## Job
Rewrite the material from the line with "it for leafy" to the line with "[192,77,422,425]", swapping every "supply" for "provide" and leaving everything else unchanged.

Rows of box annotation data:
######

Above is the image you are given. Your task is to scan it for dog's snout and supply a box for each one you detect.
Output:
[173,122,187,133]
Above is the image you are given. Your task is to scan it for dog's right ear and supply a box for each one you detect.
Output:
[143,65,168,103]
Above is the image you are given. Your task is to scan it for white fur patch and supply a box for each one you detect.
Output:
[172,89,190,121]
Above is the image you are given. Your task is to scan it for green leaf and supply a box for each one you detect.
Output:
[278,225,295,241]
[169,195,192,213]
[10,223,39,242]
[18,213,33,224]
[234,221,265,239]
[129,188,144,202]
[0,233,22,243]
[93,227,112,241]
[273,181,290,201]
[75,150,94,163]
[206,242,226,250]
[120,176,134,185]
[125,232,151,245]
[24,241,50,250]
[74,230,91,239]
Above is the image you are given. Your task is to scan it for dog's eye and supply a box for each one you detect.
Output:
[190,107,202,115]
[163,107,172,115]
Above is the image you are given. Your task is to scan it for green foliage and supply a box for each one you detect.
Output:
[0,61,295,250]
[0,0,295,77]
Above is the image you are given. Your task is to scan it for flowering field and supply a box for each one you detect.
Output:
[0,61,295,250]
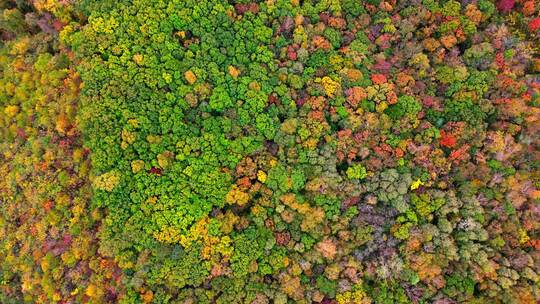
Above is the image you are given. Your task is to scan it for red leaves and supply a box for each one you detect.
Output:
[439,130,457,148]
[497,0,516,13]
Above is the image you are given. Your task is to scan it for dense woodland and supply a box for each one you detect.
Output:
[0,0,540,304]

######

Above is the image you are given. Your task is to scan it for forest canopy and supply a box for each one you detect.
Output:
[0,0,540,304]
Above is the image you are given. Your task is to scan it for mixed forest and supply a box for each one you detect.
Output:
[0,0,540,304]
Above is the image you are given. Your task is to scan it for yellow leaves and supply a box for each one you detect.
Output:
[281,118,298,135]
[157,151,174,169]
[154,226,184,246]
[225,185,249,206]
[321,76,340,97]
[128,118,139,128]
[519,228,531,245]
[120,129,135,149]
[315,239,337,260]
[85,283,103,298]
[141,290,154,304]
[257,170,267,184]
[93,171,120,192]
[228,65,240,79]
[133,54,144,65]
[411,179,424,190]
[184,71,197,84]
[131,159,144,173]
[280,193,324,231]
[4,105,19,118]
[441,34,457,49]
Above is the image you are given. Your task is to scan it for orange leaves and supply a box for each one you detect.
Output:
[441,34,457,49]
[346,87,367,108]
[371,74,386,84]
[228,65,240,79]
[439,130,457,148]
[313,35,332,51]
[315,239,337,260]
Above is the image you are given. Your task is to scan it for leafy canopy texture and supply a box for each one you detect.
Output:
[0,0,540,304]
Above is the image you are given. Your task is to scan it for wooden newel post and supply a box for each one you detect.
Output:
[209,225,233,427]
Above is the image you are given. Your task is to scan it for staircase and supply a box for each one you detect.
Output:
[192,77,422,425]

######

## Response for this exercise
Above is the image you are given. Your task is to scan it for leafy canopy texture and provide a box for each one you detect.
Output:
[0,0,540,304]
Above is the image you are given. Your task is to scan it for wooden newel post and provide a box for each one you detect.
Output:
[209,225,233,427]
Above is the image you are given. Your task is to scan it for staircase and provide a box for each one you detect.
Output:
[192,77,422,425]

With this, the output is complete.